[EXERCISE TEXT]
○ ○ ○
Step 2: Define the Model and Dataset¶

We'll use a simple MLP as our energy model and a GaussianMixtureDataset as our target distribution.

# Define the energy model using a simple MLP
class MLPModel(BaseModel):
    def __init__(self, input_dim: int, hidden_dim: int = 128):
        super().__init__()
        self.network = nn.Sequential(
            nn.Linear(input_dim, hidden_dim),
            nn.ReLU(),
            nn.Linear(hidden_dim, hidden_dim),
            nn.ReLU(),
            nn.Linear(hidden_dim, 1),
        )

    def forward(self, x: torch.Tensor) -> torch.Tensor:
        return self.network(x).squeeze(-1)

# Set up device and dataset
device = torch.device("cuda" if torch.cuda.is_available() else "cpu")
dataset = GaussianMixtureDataset(
    n_samples=2048,
    n_components=8,
    std=0.1,
    radius=1.5,
    device=device,
    seed=42,
)
dataloader = DataLoader(dataset, batch_size=256, shuffle=True)
○ ○ ○
[MATERIAL SHOWN]
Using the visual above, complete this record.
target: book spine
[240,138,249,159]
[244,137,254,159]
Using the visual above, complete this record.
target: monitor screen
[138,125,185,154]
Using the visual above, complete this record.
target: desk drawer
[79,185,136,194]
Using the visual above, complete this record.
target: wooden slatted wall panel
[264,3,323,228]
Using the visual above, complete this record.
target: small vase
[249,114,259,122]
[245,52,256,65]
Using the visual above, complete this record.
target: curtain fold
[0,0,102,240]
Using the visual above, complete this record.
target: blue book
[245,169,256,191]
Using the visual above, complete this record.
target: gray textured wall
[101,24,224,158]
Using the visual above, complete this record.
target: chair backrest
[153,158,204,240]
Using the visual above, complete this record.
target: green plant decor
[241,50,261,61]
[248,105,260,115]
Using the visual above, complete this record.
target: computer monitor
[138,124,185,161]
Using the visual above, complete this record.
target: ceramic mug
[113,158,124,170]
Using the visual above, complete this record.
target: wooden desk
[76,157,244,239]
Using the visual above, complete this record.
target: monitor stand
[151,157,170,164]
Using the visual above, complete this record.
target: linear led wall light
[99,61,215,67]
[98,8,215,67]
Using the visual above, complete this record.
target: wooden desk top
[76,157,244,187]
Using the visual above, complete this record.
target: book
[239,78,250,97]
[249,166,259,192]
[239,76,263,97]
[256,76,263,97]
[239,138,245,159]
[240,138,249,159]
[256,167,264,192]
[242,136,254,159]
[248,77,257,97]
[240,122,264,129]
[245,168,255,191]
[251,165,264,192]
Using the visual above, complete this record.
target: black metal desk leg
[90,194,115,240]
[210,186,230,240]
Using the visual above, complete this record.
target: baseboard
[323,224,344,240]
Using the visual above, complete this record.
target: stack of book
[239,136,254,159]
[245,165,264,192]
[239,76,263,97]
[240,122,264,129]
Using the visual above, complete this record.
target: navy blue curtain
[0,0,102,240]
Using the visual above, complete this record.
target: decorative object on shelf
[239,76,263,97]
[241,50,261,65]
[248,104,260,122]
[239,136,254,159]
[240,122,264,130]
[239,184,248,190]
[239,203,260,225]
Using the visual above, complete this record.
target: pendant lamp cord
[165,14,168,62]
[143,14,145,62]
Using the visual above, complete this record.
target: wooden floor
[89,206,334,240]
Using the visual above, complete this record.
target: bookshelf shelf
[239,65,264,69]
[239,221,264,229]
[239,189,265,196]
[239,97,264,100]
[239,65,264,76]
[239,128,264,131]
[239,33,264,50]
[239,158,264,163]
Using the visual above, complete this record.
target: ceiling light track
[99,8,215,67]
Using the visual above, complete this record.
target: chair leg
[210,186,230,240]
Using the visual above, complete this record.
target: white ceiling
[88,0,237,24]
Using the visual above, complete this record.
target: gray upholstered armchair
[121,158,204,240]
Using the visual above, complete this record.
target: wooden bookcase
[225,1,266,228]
○ ○ ○
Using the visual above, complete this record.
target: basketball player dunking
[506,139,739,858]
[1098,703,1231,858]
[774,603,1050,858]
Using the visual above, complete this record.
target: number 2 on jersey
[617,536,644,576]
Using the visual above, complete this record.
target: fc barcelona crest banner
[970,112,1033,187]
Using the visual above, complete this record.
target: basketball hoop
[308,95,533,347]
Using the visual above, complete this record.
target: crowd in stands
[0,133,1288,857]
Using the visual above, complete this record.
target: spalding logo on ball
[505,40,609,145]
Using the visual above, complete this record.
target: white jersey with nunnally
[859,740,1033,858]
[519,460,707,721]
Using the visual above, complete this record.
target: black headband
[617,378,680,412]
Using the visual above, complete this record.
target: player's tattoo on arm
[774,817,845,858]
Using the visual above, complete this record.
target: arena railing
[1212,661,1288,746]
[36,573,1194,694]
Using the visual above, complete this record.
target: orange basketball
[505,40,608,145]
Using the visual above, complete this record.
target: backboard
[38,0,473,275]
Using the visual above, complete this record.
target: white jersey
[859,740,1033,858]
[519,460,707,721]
○ ○ ○
Pick up the energy-model tutorial after its final line of code and continue it. The records are separate material and have no connection to the text.

Step 3: Initialize Training Components¶

Next, we initialize the model, the sampler for generating negative samples, the ContrastiveDivergence loss function, and the optimizer.

# Model
model = MLPModel(input_dim=2).to(device)

# Sampler
sampler = LangevinDynamics(
    model=model,
    step_size=0.1,
    noise_scale=0.1,
)

# Loss Function
loss_fn = ContrastiveDivergence(
    model=model, 
    sampler=sampler, 
    n_steps=10 # k in CD-k
)

# Optimizer
optimizer = optim.Adam(model.parameters(), lr=1e-3)

Step 4: The Training Loop¶

The training loop is a standard PyTorch loop. In each step, we pass a batch of real data to the loss_fn, which performs the following steps internally: 1. Calculates the energy of the real data (positive phase). 2. Initializes MCMC chains from the real data batch. 3. Runs the sampler for n_steps to generate negative samples. 4. Calculates the energy of the negative samples (negative phase). 5. Computes the CD loss and returns it.

print("Starting training...")
for epoch in range(100):
    for data_batch in dataloader:
        optimizer.zero_grad()
        loss, negative_samples = loss_fn(data_batch)
        loss.backward()
        optimizer.step()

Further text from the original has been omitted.